Text excerpt:
-------------------------

In a certain county, 84 percent of high school graduates obtained a driver’s license before graduation. Which of the following samples is more likely to have more than 90 percent of high school graduates who obtained a driver’s license before graduation?
• Sample A: A random sample of 200 high school graduates from the county
• Sample B: A random sample of 400 high school graduates from the county
(A) Sample A, because there is less sampling variability in the sampling distribution for samples of size 200 than samples of size 400
(B) Sample A, because there is more sampling variability in the sampling distribution for samples of size 200 than samples of size 400
(C) Sample B, because there is more sampling variability in the sampling distribution for samples of size 400 than samples of size 200
(D) Sample B, because there is less sampling variability in the sampling distribution for samples of size 400 than samples of size 200
(E) Neither, because the mean of the sampling distribution is the same for both samples
▶️ Answer/Explanation
Detailed solution
For a sample proportion, the standard deviation is \(\sqrt{\dfrac{p(1-p)}{n}}\).
A smaller \(n\) → larger spread of the sampling distribution → more chance to see values far from \(p=0.84\) (e.g., \(>0.90\)).
Therefore the smaller sample (n=200) is more likely to exceed \(0.90\).
Answer: (B) Sample A, because there is more sampling variability for n = 200 than for n = 400.

Question

A large movie theater franchise rewards Movie Club members who attend a show during the month of their birthday with a discount on items purchased from the theater’s snack bar. Assume that \(52.5\%\) of all Movie Club members will use the birthday reward. Suppose a manager at the franchise will survey a random sample of \(40\) Movie Club members who are celebrating a birthday next month. The manager will ask each member whether they will take advantage of the birthday reward. Let \(\hat p\) be the proportion of members in the sample who say they will take advantage of the birthday reward during the month of their birthday. The franchise wants to verify the normality of the sampling distribution of \(\hat p\).
Which of the following statements provides the most appropriate justification for the approximate normality of the sampling distribution of \(\hat p\)?

-------------------------

Record set:
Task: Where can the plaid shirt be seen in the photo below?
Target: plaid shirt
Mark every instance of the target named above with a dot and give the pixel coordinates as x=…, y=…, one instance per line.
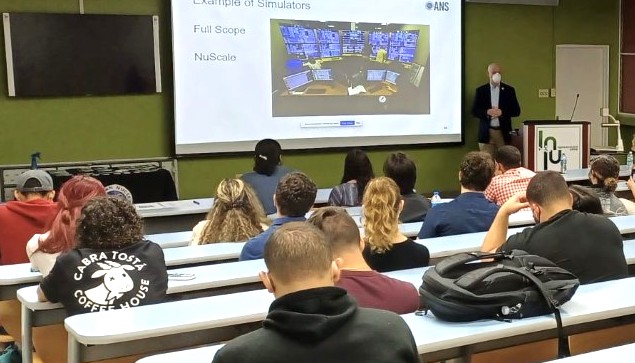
x=511, y=182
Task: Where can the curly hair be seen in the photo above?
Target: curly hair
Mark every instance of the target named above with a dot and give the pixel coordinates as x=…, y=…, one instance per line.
x=74, y=194
x=295, y=194
x=357, y=166
x=402, y=170
x=236, y=216
x=476, y=170
x=381, y=213
x=108, y=223
x=606, y=169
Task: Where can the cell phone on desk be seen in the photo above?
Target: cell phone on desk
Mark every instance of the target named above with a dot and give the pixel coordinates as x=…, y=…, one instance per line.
x=180, y=276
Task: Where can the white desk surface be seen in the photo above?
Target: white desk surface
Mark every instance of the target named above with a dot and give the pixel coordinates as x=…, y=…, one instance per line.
x=193, y=355
x=197, y=206
x=574, y=175
x=202, y=253
x=171, y=239
x=439, y=247
x=206, y=277
x=174, y=208
x=591, y=303
x=621, y=354
x=434, y=335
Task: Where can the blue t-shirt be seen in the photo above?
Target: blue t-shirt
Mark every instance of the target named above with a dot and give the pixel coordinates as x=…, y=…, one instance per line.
x=265, y=186
x=468, y=213
x=255, y=247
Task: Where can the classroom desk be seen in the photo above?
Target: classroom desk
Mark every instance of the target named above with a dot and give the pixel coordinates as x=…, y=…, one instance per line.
x=178, y=215
x=577, y=175
x=194, y=355
x=106, y=335
x=181, y=215
x=621, y=354
x=15, y=277
x=171, y=239
x=238, y=276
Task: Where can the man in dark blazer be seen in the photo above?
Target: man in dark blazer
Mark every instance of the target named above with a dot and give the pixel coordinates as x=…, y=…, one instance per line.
x=495, y=104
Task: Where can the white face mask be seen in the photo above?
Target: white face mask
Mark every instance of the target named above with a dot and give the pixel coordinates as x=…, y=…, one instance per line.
x=496, y=78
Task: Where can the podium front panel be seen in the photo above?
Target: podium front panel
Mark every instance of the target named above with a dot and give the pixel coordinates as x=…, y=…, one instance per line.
x=546, y=144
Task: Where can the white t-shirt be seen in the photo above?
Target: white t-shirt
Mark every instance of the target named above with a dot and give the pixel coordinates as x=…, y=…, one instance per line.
x=42, y=261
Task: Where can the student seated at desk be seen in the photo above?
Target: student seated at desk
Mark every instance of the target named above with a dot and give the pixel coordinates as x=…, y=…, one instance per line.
x=112, y=266
x=470, y=212
x=403, y=171
x=510, y=177
x=30, y=213
x=358, y=171
x=311, y=320
x=587, y=245
x=604, y=174
x=585, y=200
x=370, y=288
x=387, y=249
x=43, y=249
x=294, y=197
x=236, y=215
x=268, y=171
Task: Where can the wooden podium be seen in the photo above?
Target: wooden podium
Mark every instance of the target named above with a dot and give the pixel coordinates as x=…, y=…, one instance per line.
x=545, y=141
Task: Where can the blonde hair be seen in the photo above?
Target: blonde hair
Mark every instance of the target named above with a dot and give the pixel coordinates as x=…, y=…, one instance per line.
x=236, y=216
x=381, y=213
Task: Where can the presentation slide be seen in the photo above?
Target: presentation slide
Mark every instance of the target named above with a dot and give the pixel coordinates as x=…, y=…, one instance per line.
x=315, y=73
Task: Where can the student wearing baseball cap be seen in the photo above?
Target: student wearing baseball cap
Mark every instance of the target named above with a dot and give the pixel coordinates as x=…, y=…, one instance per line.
x=30, y=213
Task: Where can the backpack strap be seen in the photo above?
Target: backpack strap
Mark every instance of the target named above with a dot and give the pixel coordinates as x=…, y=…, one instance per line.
x=448, y=264
x=472, y=278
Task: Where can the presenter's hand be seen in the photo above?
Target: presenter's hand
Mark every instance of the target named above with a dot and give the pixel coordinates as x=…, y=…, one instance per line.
x=514, y=204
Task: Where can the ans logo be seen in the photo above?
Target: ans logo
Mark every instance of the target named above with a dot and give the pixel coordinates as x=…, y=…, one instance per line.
x=115, y=281
x=438, y=5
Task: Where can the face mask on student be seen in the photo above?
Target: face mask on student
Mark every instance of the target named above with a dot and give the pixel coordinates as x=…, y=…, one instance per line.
x=496, y=78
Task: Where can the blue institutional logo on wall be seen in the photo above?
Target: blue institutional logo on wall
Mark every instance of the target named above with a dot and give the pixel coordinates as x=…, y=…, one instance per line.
x=438, y=5
x=549, y=147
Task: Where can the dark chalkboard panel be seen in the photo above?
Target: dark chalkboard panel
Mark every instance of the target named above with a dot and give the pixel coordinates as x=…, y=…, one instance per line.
x=77, y=55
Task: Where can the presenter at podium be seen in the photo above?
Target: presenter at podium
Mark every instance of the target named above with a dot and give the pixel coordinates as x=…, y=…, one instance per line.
x=495, y=104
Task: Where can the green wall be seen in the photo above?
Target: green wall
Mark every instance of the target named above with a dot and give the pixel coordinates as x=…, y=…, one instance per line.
x=521, y=38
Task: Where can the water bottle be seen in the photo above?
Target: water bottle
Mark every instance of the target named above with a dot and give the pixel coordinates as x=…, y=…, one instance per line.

-------------------------

Prompt 1:
Quote the statistics excerpt from "Answer: (B) Sample" to "of \(\hat p\).", inclusive.
Prompt 2:
Answer these questions from the statistics excerpt:
(a) What percent of high school graduates in the county obtained a driver's license before graduation?
(b) How many Movie Club members will the manager survey?
(c) What percentage of all Movie Club members are assumed to use the birthday reward?

Exercise result 1:
Answer: (B) Sample A, because there is more sampling variability for n = 200 than for n = 400.

Question

A large movie theater franchise rewards Movie Club members who attend a show during the month of their birthday with a discount on items purchased from the theater’s snack bar. Assume that \(52.5\%\) of all Movie Club members will use the birthday reward. Suppose a manager at the franchise will survey a random sample of \(40\) Movie Club members who are celebrating a birthday next month. The manager will ask each member whether they will take advantage of the birthday reward. Let \(\hat p\) be the proportion of members in the sample who say they will take advantage of the birthday reward during the month of their birthday. The franchise wants to verify the normality of the sampling distribution of \(\hat p\).

Exercise result 2:
(a) 84 percent
(b) 40
(c) 52.5%